◆ Exercise goal ◆
Return every line of the material exactly.

◆ Data for this exercise ◆
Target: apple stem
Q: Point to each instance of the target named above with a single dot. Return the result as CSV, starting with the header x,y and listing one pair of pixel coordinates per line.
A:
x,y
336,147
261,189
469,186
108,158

◆ Expected answer ◆
Target: apple stem
Q: Point to each instance of the target named above with a single dot. Return the result as CSV, starting with the header x,y and listing one pair of pixel coordinates per line.
A:
x,y
336,147
261,189
469,186
108,158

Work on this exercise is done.